Given task – Write the next part of the blog text below, picking up right after its final line.

Selected excerpt –
I plan tomorrow to revamp my office. From head to toe while my sweetie sleeps and by wed. have my store ready to open. IT'S about time don't ya think??

I love being an AUNT....I think about it often and I just love being one. My nieces and nephews are the most awesome kids on the earth!

I am going to start a new book and bible study.I am pretty excited about...It's by Beth Moore in my humble opinion you can't go wrong there.

I think I have some of the most amazing friends...Far and wide..I have friends that I can count on and depend on I am blessed.

I have my mom's sewing machine and I can not tell you how excited I am to start sewing..Wooo baby pretty things are to come.

Chad is off Monday and Tuesday THANK YOU LORD!! I LOVE my "chad days" that man just makes me happy...he makes me smile...he makes me ...oh sorry you get the point right!  :0)

I had a kiwi, spinach and red pepper salad today with feta cheese and raspberry dressing. Wooo baby talk about good!

I think the benadryl is taking affect and I  need to get off here.... so till next time!
hugs and love,
Francine

Friday, February 3, 2012

The BIG "D"

I have just finished reading the blog of a person I have been reading for a VERY LONG time.... when I realized due to circumstances in MY life I have missed reading for almost a month. I was shocked to discover that she is going through a very very tough time and has moved her children and her somewhere new WITHOUT her HUSBAND! Not because she wanted too but because HE did not want to be a part of there lives anymore. Folks this makes me sosoooooooooo SAD! My heart breaks and tears come to my eyes...I started just thinking over the past few years I know several (including me) women who have faced the big "D" and lives were shaken, hearts broken and children shook in such a way that it takes forever to just find balance in your life. **** I KNOW men go through this too I just don't know any men right now that are so DON'T leave me hate mail i will come get you if you do. Ha********
It seems so easy to say "I don't love you anymore I want a divorce, or I have fallen in love with someone else i want out"  it shakes you in such a way that you do not know what to do... how to go again, how to move or react or how to do anything. In my case it was absolutely without a shadow of a doubt the BEST thing for me but at that point in time my world was crashing! I however have been blessed enough by GOD to be given a second chance and now that I am engaged to be married again I know this time I AM marrying my soul mate but not everyone gets that chance or wants to risk it and try it again. So I am sad and heart broken for lives that have to start over, for hearts that have to mend and for tears that must be shed. I am praying for this sweet lady and her babies as they pick up the pieces and move on and I pray that God will leave her heart softened and knowing that HIS will is best!  I am so grateful that GOD gave me my Chad and with him my heart was healed and fixed and now I start again but I am also thankful because i know with him I am safe and with him my HEART IS SAFE!!!
This morning I will take time and pray for this family and really anyone else going through this...... It's a sad situation and its a hard thing to deal with but in the end there IS balance and eventually they will see the light.. It's there I promise it just may be a little hard to see right now...
God is always there always,always and always!!!
hugs and love,
Francine










With Christ ALL things are possible! Francine

It's been a while............................

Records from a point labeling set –
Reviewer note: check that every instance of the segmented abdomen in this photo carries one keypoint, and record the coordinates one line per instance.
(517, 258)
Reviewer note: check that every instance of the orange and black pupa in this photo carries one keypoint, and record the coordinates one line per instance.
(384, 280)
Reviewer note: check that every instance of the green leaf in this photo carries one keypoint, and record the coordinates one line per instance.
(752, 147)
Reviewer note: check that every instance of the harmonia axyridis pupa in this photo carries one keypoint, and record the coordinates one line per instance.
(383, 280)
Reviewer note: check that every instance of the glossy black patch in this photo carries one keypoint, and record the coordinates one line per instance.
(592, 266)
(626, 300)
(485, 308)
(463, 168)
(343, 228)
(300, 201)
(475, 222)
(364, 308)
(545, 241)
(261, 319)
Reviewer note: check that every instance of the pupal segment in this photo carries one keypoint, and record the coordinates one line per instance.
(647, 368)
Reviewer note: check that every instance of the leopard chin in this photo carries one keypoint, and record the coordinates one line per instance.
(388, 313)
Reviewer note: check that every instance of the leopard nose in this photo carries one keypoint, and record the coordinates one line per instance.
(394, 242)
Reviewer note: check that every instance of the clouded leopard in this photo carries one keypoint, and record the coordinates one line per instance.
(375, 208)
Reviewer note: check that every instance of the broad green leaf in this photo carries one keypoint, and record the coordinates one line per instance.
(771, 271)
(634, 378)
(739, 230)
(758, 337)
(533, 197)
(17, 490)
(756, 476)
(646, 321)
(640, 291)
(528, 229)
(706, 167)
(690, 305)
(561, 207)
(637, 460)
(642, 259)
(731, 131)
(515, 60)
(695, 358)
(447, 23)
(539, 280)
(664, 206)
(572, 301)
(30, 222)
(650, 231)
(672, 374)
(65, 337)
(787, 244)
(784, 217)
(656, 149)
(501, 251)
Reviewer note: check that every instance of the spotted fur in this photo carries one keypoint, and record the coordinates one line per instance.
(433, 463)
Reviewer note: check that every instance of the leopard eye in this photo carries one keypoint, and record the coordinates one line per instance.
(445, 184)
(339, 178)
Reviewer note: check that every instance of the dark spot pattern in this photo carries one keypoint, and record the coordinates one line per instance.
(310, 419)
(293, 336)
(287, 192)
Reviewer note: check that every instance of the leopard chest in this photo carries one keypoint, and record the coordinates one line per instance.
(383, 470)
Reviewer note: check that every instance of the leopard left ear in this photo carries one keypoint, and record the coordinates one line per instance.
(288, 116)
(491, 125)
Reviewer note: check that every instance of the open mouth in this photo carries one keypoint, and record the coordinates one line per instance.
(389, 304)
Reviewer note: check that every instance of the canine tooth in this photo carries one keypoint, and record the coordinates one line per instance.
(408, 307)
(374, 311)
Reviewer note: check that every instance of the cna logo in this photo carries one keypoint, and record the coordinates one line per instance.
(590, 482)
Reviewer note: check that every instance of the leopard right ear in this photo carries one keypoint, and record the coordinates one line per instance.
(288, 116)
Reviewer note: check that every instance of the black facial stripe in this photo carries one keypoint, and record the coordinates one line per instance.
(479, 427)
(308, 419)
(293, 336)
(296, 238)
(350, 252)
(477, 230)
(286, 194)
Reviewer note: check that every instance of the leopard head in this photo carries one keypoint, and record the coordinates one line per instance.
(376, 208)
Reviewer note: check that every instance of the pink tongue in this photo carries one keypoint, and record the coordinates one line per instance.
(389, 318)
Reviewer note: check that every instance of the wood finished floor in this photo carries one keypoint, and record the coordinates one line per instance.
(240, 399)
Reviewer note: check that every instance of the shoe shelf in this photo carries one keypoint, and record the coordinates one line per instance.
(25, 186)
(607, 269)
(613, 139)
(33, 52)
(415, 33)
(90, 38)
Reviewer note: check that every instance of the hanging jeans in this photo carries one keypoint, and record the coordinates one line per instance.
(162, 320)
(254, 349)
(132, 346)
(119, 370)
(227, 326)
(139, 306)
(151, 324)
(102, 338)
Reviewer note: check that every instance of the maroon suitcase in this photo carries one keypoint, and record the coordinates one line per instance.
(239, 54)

Result of this task –
To say the past few weeks have been some of the hardest AND some of the most amazing weeks would be putting it mildly in every way possible. As many of you already know and based on my last post my sweet and precious Granny Parker passed away and Chad and I quickly packed our bags and headed to FL to be with family for the funeral. Now let me just add right here I have known since the day I laid eyes on Chad that he was without a doubt the most amazing man I have EVER had the honour of knowing BUT this just defined that even more... This man stepped in and not only protected and watched over me but was there for my mother and family helping matt as well. Chad NOT knowing anyone as he went to Florida still found a way to comfort me, be there for my mom and make her feel like he had always been a part of the family AND show my sweet babies he will be an Uncle they will always LOVE! I don't know how somebody does that.....but that man stepped up and did it. I have NEVER been so proud of someone in my life. Often very quiet not saying much yet knowing exactly when to take my hand, when to put his arm around me, when to crack a joke with the kids, when to make mom laugh or my sister or bro-in-law...he just knew and he won everybody in my family over. I knew my oldest nephew would take the most because he was sooooo hurt by my ex yet Chad did it...he won him over. It just confirmed in my heart what I have always known God made that man FOR ME!!!!!
I am humbled and brought to tears and sooooo thankful for this quiet,strong,faithful and loving man!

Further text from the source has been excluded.